QUOTED TEXT -
----------------
Such sales may be required at a time when Securities would not otherwise be sold
and might result in lower prices than might otherwise be realized.

   The right of redemption may be suspended and payment postponed for any period
during which the New York Stock Exchange is closed, other than for customary
weekend and holiday closings, or any period during which the Securities and
Exchange Commission determines that trading on that Exchange is restricted or an
emergency exists, as a result of which disposal or evaluation of the Securities
in the Trust is not reasonably practicable, or for such other periods as the
Securities and Exchange Commission may by order permit.

 TRUST ADMINISTRATION

 SPONSOR PURCHASES OF UNITS. The Trustee shall notify the Sponsor of any tender
of Units for redemption. If the Sponsor's bid in the secondary market at that
time equals or exceeds the Redemption Price per Unit, it may purchase such Units
by notifying the Trustee before the close of business on the next succeeding
business day and by making payment therefor to the Unitholder not later than the
day on which the Units would otherwise have been redeemed by the Trustee. Units
held by the Sponsor may be tendered to the Trustee for redemption as any other
Units.

   The offering price of any Units acquired by the Sponsor will be in accord
with the Public Offering Price described in the then currently effective
prospectus describing such Units. Any profit resulting from the resale of such
Units will belong to the Sponsor which likewise will bear any loss resulting
from a lower offering or redemption price subsequent to its acquisition of such
Units.

   PORTFOLIO ADMINISTRATION. The portfolio of the Fund are not "managed" by the
Sponsor, Supervisor or the Trustee; their activities described herein are
governed solely by the provisions of the Trust Agreement. The Trust Agreement
provides that the Sponsor may (but need not) direct the Trustee to dispose of an
Equity Security in the event that an issuer defaults in the payment of a
dividend that has been declared, that any action or proceeding has been
instituted restraining the payment of dividends or there exists any legal
question or impediment affecting such Equity Security, that the issuer of the
Equity Security has breached a covenant which would affect the payments of
dividends, the credit standing of the issuer or otherwise impair the sound
investment character of the Equity Security, that the issuer has defaulted on
the payment on any other of its outstanding obligations, that the price of the
Equity Security has declined to such an extent or other such credit factors
exist so that in the opinion of the Sponsor, the retention of such Equity
Securities would be detrimental to a Trust. In addition, the Sponsor will
instruct the Trustee to dispose of certain Securities and to take such further
action as may be needed from time to time to ensure that Series 1 continues to
satisfy the qualifications of a regulated investment company, including the
requirements with respect to diversification under Section 851 of the Internal
Revenue Code. Except as stated under "Trust Portfolio--General" for failed
securities, the acquisition by the Fund of any securities other than the
Securities is prohibited. Pursuant to the Trust Agreement and with limited
exceptions, the Trustee may sell any securities or other properties acquired in
exchange for Equity Securities such as those acquired in connection with a
merger or other transaction. If offered such new or exchanged securities or
property, the Trustee shall reject the offer. However, in the event such
securities or property are nonetheless acquired by a Trust, they may be accepted
for deposit in such Trust and either sold by the Trustee or held in such Trust
pursuant to the direction of the Sponsor (who may rely on the advice of the
Supervisor). Proceeds from the sale of Securities (or any securities or other
property received by the Fund in exchange for Equity Securities) are credited to
the applicable Capital Account for distribution to Unitholders or to meet
redemptions.
----------------
TO BE DONE -
1. Write out the passage of the trust prospectus excerpt between "The right of" and "by order permit.", inclusive.
2. Answer these questions using the trust prospectus excerpt.
(a) Whom must the Trustee notify of any tender of Units for redemption?
(b) Which section of the Internal Revenue Code does the excerpt cite for the diversification requirements?
(c) To what account are proceeds from the sale of Securities credited?

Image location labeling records
----------------
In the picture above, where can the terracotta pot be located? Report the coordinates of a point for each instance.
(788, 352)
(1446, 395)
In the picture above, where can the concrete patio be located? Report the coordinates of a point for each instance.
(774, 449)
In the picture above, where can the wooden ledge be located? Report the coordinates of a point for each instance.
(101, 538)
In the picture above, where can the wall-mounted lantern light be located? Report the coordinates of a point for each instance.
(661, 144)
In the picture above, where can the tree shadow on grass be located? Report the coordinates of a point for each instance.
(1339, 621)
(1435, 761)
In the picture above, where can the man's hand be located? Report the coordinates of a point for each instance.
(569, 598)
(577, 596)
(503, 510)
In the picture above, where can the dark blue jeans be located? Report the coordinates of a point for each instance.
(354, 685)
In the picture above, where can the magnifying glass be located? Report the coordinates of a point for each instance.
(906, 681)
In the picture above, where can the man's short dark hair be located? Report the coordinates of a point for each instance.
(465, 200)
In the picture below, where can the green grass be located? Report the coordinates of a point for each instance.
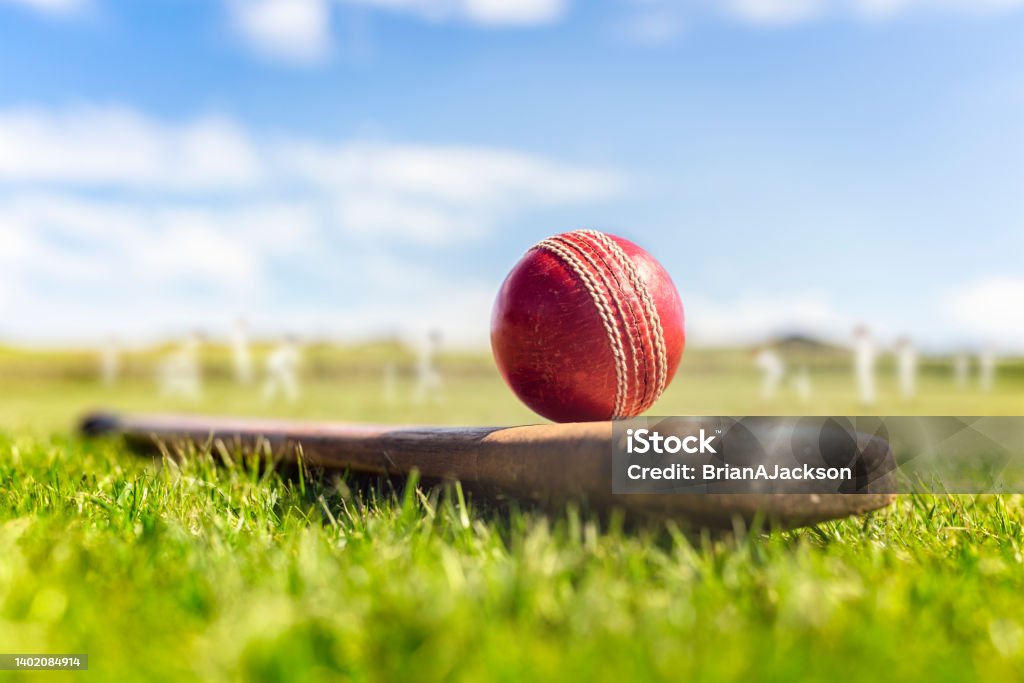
(189, 571)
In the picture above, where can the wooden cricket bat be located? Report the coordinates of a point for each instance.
(553, 463)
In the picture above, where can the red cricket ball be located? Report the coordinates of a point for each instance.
(588, 327)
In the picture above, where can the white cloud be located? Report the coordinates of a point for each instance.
(990, 309)
(752, 318)
(119, 146)
(114, 221)
(481, 12)
(656, 22)
(51, 7)
(513, 12)
(775, 11)
(300, 31)
(421, 193)
(297, 31)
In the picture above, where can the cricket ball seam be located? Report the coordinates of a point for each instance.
(607, 318)
(653, 318)
(606, 268)
(587, 250)
(641, 384)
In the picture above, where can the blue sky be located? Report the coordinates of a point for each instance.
(350, 167)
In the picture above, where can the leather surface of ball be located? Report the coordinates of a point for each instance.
(588, 327)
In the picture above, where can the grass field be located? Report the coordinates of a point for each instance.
(164, 571)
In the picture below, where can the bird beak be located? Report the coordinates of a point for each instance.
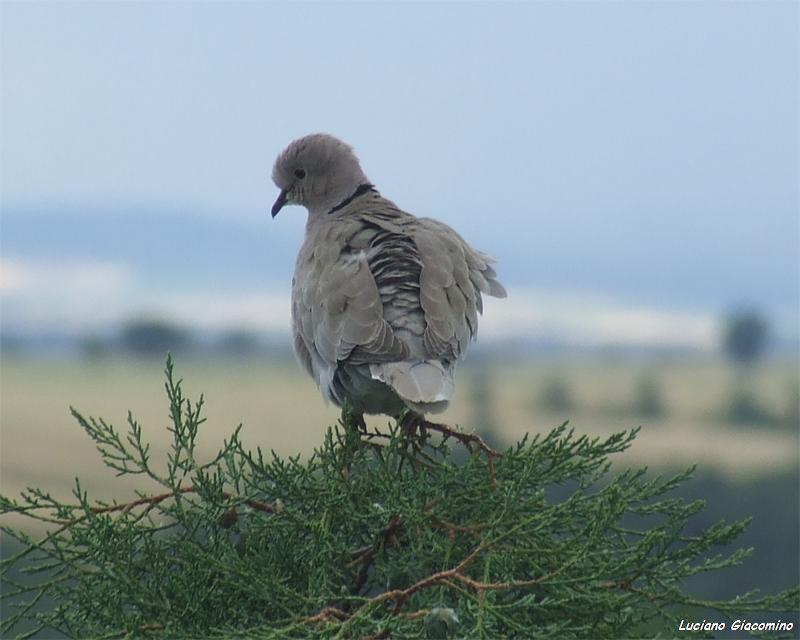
(279, 203)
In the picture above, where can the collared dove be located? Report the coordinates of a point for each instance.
(384, 304)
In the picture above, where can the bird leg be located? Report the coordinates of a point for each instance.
(352, 419)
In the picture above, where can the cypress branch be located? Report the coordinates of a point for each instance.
(376, 535)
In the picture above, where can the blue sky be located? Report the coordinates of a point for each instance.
(641, 153)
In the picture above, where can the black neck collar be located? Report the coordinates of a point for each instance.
(360, 191)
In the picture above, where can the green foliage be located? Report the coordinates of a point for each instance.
(375, 535)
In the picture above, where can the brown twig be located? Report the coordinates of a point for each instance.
(328, 614)
(152, 501)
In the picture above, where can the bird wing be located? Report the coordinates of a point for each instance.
(453, 277)
(337, 312)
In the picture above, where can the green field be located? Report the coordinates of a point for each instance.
(281, 409)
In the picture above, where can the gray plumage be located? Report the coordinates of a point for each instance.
(384, 304)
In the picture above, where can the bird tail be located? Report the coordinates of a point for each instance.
(425, 386)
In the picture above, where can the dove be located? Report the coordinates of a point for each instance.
(384, 303)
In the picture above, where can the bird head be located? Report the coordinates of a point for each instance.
(317, 171)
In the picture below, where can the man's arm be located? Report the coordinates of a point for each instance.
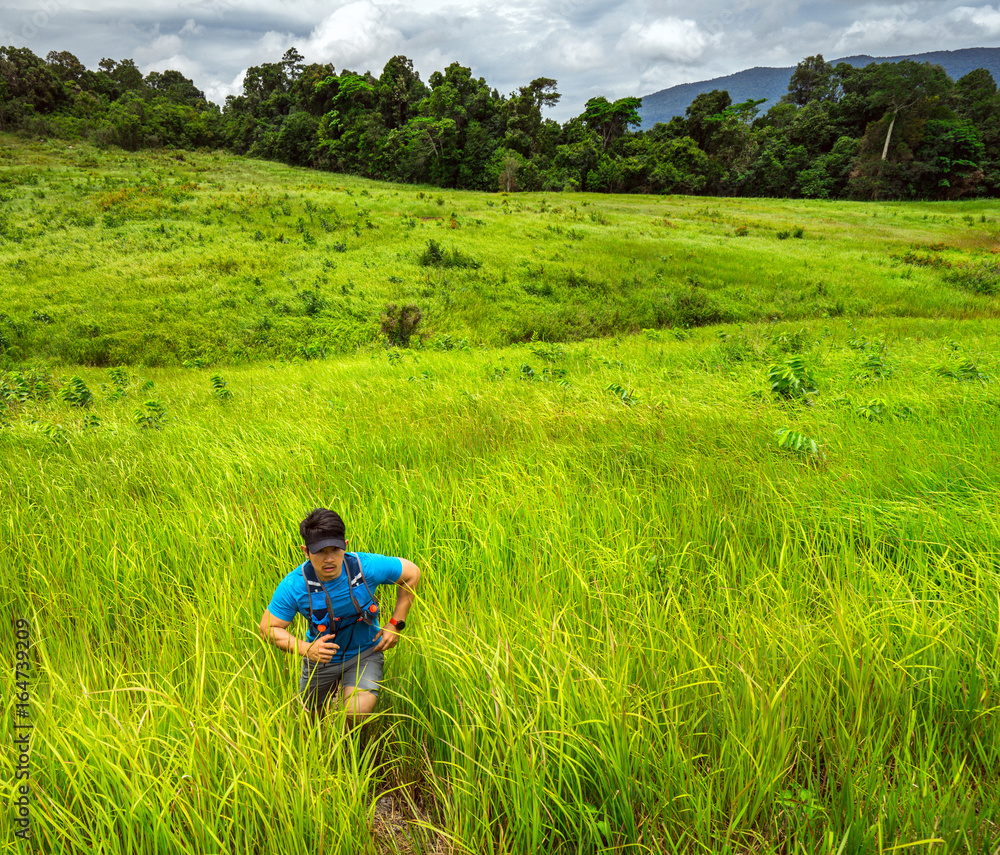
(275, 630)
(406, 587)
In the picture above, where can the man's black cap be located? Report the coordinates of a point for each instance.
(320, 545)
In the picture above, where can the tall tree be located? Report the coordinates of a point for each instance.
(611, 120)
(812, 80)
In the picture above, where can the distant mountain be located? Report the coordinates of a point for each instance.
(772, 83)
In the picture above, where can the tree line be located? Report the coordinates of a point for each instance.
(900, 130)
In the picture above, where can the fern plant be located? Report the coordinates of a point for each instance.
(791, 379)
(798, 443)
(76, 394)
(150, 415)
(220, 387)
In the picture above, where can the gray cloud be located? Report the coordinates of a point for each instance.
(590, 46)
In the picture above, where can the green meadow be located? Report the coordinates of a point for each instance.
(177, 258)
(707, 516)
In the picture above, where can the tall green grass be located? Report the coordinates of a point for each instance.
(642, 625)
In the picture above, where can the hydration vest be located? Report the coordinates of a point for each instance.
(322, 622)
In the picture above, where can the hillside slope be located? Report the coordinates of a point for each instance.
(163, 258)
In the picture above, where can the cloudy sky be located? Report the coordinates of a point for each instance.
(592, 47)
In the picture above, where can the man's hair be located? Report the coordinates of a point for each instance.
(320, 525)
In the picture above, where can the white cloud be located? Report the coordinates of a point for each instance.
(356, 35)
(192, 28)
(984, 17)
(665, 40)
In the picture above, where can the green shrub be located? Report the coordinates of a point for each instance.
(399, 323)
(695, 308)
(979, 279)
(791, 380)
(20, 387)
(75, 393)
(873, 368)
(435, 256)
(874, 411)
(963, 372)
(151, 415)
(799, 443)
(220, 388)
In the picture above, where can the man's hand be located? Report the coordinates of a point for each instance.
(387, 637)
(322, 649)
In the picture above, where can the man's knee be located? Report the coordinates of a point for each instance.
(358, 704)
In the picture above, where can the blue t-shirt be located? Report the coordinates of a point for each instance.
(290, 599)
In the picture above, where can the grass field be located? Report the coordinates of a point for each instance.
(690, 587)
(643, 625)
(175, 258)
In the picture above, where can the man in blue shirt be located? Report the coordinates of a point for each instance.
(333, 590)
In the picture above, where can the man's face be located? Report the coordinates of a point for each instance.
(327, 562)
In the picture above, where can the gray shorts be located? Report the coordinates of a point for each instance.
(319, 679)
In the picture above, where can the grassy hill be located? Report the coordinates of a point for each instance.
(720, 589)
(168, 258)
(644, 624)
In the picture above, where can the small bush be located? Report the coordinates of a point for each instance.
(626, 396)
(76, 394)
(965, 371)
(798, 443)
(791, 380)
(20, 387)
(151, 415)
(980, 279)
(874, 411)
(220, 388)
(694, 308)
(873, 368)
(435, 256)
(399, 323)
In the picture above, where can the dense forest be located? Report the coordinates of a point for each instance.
(900, 130)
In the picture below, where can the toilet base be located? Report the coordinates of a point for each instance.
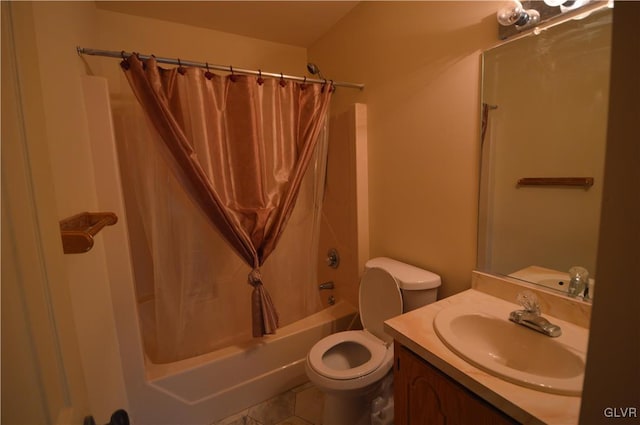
(354, 407)
(345, 410)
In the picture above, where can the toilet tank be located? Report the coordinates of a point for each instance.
(419, 287)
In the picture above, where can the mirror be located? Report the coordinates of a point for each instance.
(545, 100)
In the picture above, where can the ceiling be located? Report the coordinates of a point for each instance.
(297, 23)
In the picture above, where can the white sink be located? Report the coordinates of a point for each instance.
(484, 336)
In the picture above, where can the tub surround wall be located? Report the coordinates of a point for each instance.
(345, 214)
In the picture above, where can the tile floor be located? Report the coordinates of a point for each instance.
(299, 406)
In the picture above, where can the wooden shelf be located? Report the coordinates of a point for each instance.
(585, 182)
(78, 231)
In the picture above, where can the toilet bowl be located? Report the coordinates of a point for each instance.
(353, 368)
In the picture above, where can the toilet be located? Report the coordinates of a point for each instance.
(353, 368)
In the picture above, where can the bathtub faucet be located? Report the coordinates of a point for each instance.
(326, 285)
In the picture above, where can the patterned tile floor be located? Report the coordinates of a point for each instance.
(300, 406)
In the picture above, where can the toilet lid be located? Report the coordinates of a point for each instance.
(347, 355)
(380, 299)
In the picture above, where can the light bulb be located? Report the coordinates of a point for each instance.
(554, 3)
(573, 5)
(510, 13)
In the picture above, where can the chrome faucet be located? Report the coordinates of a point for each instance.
(530, 316)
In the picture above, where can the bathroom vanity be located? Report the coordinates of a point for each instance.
(424, 395)
(435, 384)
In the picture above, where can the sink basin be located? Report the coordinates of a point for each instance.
(483, 336)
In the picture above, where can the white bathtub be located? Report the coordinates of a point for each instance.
(199, 390)
(231, 379)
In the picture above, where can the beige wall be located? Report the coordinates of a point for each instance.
(420, 62)
(613, 361)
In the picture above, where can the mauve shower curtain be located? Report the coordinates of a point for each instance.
(241, 147)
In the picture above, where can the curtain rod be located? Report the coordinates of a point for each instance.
(123, 54)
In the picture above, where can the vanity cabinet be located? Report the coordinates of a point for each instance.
(424, 395)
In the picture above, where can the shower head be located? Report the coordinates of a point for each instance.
(314, 70)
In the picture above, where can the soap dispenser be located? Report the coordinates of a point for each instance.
(579, 280)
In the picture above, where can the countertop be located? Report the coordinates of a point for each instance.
(415, 331)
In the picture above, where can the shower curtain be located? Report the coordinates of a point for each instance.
(231, 157)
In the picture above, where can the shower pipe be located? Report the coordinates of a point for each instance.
(208, 66)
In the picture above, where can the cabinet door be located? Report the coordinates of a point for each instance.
(424, 395)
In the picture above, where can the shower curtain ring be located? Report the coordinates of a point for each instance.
(208, 75)
(181, 70)
(125, 63)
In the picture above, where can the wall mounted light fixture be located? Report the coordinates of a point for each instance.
(518, 17)
(513, 13)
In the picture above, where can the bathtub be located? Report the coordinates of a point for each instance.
(198, 390)
(232, 379)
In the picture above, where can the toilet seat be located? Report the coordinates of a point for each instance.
(368, 349)
(375, 348)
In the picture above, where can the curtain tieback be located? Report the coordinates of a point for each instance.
(255, 277)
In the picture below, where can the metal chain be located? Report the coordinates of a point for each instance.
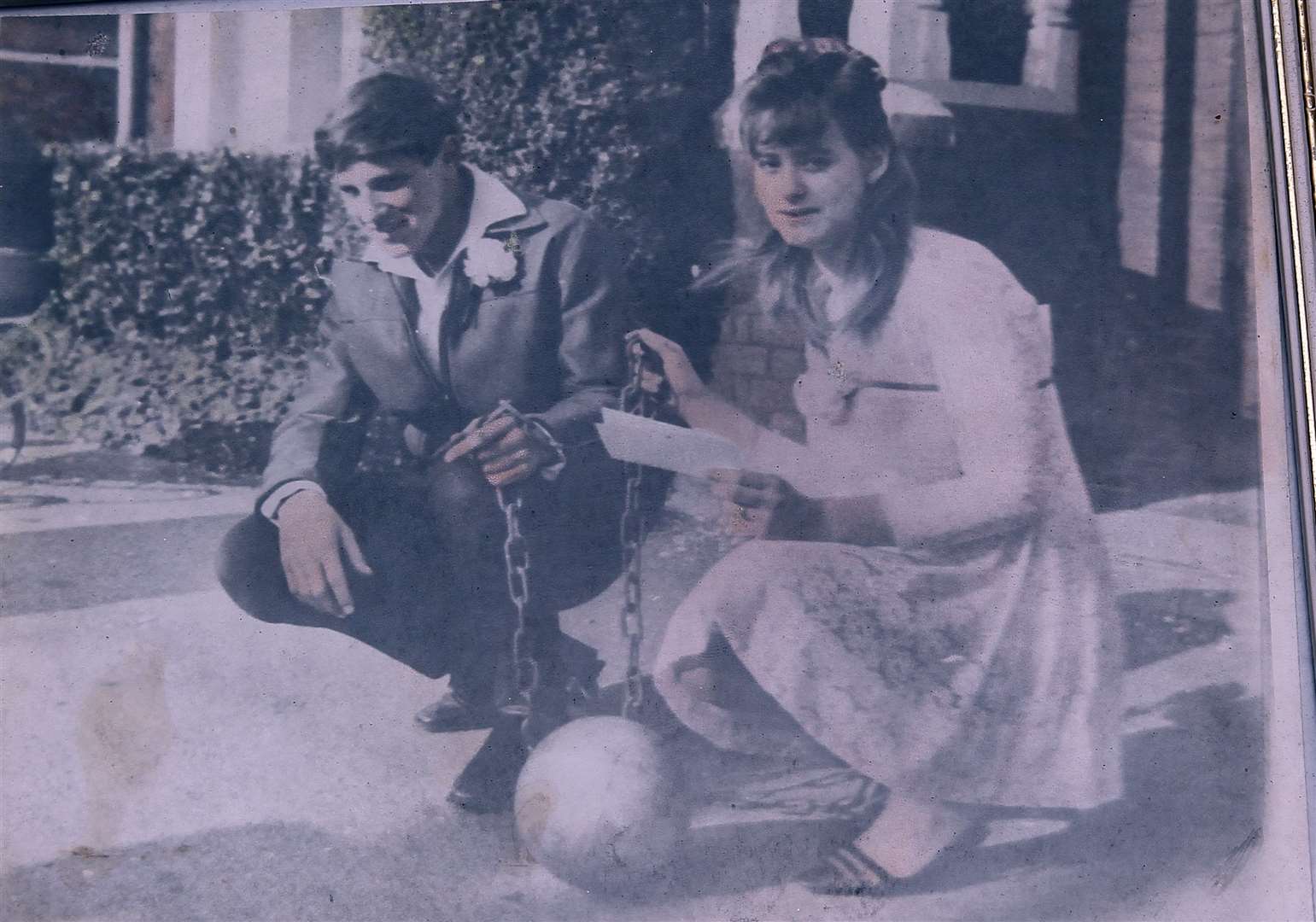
(633, 527)
(516, 558)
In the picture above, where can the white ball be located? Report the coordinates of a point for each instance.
(602, 805)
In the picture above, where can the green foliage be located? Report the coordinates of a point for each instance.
(190, 291)
(191, 283)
----------------
FINAL ANSWERS -
1.
The right of redemption may be suspended and payment postponed for any period
during which the New York Stock Exchange is closed, other than for customary
weekend and holiday closings, or any period during which the Securities and
Exchange Commission determines that trading on that Exchange is restricted or an
emergency exists, as a result of which disposal or evaluation of the Securities
in the Trust is not reasonably practicable, or for such other periods as the
Securities and Exchange Commission may by order permit.

2.
(a) The Sponsor.
(b) Section 851.
(c) The applicable Capital Account.